## Start
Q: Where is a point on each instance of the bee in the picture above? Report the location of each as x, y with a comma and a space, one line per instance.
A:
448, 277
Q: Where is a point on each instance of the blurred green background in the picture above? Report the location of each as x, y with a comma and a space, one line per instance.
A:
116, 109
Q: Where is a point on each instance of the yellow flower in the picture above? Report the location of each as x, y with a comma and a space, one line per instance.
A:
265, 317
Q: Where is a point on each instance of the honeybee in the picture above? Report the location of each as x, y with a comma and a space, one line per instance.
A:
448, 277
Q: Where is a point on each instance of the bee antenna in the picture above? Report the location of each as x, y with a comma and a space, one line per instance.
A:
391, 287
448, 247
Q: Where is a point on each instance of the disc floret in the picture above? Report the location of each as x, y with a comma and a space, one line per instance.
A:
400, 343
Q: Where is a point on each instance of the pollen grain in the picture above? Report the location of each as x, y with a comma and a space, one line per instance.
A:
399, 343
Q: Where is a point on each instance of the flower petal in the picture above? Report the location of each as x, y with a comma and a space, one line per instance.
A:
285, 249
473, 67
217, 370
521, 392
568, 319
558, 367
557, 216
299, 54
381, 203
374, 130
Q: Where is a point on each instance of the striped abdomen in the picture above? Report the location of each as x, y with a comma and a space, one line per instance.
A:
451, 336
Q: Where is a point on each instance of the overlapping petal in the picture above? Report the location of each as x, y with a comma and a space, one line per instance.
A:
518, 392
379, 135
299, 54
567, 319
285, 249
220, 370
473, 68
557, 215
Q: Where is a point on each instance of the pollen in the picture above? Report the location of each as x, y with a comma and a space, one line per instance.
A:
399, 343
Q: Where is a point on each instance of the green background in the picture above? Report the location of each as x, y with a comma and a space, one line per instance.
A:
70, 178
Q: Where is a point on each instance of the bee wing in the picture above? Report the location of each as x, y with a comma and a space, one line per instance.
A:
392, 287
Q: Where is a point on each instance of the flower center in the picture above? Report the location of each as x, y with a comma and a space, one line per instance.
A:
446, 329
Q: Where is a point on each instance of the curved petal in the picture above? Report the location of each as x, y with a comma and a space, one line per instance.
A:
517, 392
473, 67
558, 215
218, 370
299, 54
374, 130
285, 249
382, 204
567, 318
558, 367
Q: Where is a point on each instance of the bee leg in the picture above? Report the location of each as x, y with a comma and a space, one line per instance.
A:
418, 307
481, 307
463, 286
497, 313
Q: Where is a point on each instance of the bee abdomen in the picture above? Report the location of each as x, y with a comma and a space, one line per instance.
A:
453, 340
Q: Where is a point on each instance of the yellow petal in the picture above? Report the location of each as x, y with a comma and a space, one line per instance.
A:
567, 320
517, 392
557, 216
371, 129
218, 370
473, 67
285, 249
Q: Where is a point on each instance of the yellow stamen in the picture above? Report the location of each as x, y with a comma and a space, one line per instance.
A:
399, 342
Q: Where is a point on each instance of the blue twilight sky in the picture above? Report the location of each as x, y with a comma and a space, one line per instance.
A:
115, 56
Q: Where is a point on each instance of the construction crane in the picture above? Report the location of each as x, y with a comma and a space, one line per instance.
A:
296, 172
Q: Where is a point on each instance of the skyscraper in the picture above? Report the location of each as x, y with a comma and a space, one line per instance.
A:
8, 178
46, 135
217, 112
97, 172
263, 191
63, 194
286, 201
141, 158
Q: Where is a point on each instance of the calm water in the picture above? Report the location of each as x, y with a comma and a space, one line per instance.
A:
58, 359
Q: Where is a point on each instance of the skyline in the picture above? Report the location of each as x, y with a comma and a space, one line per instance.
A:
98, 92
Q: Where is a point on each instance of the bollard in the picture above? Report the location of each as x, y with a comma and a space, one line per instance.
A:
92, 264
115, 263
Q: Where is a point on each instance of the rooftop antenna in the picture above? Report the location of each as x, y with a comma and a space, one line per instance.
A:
## End
CHALLENGE -
Print every line of the records exactly. Omit nothing.

TASK SOLUTION -
Q: Where is a point on each instance of the bee in the picture above? Report the location of each as x, y with a comma and a space, one line per instance.
A:
448, 277
Q: Where is a point on each instance of the blurred green background in the picture above? Report the location of each as x, y with a comma and a space, one line per instance.
A:
116, 109
Q: Where is a point on each instance of the yellow flower in the picture above? Report the location of each as x, y with a comma and a space, one line per instance.
A:
265, 317
Q: Where is a point on each instance of the honeybee in the picture above? Report the location of each as x, y with a comma and a space, one line per instance.
A:
448, 277
Q: Where is a point on each instance of the bee antenna in the picture above? Report the location of each as x, y with a comma and a space, one line per instance.
A:
391, 287
448, 247
Q: Where is a point on each instance of the disc floret in the picture above? Report the location of each as x, y with a comma and a space, one line per instance.
A:
400, 343
Q: Where is a point on each instance of the pollen grain in the picture above? Report the location of each as x, y with a comma and a space, one line per instance.
A:
399, 343
Q: Where is a point on each instance of the flower petal in the picture above? Report the location of each as x, y with a comma and a space, one line per instance.
A:
285, 249
473, 67
217, 370
521, 392
568, 319
558, 367
557, 216
299, 54
381, 203
374, 130
Q: Where is a point on each instance of the striped abdomen in the picture above? Report the location of each as x, y with a comma and a space, one line per instance.
A:
451, 336
Q: Where is a point on each instance of the overlapping petal in the picture above? Report the location of each as x, y with a comma and a space, one line per instance.
A:
518, 392
379, 135
299, 54
567, 319
285, 249
220, 370
473, 68
557, 215
Q: Where is a point on each instance of the pollen in the picture above? Report the location of each as x, y with a comma and a space, one line per instance.
A:
399, 343
Q: Where is a point on each instance of the green background in the picture above? Report the location of each as x, y with a comma and a space, one line per instance.
A:
70, 178
Q: Where is a point on each instance of the bee wing in the picture above? Report the location of each as x, y with a comma and a space, one line per instance.
A:
392, 287
Q: Where is a point on each instance of the flower center in the picture above? Report the location of each as x, y with a comma and a space, one line per instance.
A:
446, 329
Q: Where is a point on each instance of the curved petal in the picture above? Report the location of each as x, y with a comma and a space, one line per instance.
A:
517, 392
473, 67
558, 215
218, 370
299, 54
374, 130
285, 249
382, 204
567, 318
558, 367
Q: Where is a point on each instance of the bee leg in the picture above? Report the location of each as x, y with a comma and a space, one line per instance.
A:
418, 307
481, 307
463, 286
497, 313
Q: Where is a point on each instance of the bee abdomen in the picture above? Report the location of each as x, y with a comma and a space, one line per instance.
A:
453, 340
Q: Where is a point on each instance of the yellow petal in the picture above? Report the location of each as x, y with a comma and a space, one line per instance.
A:
567, 320
517, 392
557, 216
371, 129
218, 370
473, 67
285, 249
Q: Where is a point on each instance of the yellow stamen in the picture above? Report the location of each as x, y with a comma and a space, one line per instance.
A:
399, 342
Q: Where is a point on each instance of the blue twilight sky in the picture above? Report the location of each as x, y with a comma and a space, one line per instance.
A:
115, 56
Q: Where is a point on each instance of the construction crane in the picture above? Report the location of each as x, y with a comma and a space, one line per instance.
A:
296, 172
Q: Where is a point on each instance of the skyscraper in the picture above? Report the location of each as x, y with a comma and a space, one line per instance.
A:
8, 178
46, 135
217, 112
97, 172
263, 191
63, 194
286, 201
141, 158
Q: Where is a point on each instance of the calm water in the picture above? Report the location of each as x, y with a comma and a space, one line per instance.
A:
58, 359
Q: Where is a point on each instance of the skyline in the picture above? Report the location of each as x, y with a comma and a space, one line per instance.
A:
98, 92
Q: Where is a point on each instance of the bollard in the picture above? Report the location of each as x, y with a comma and a space, one line per instance.
A:
92, 264
115, 263
Q: Where is a point on each instance of the rooftop antenna in the picture above? Report the location of each as x, y with a comma and a space, one line per instance.
A:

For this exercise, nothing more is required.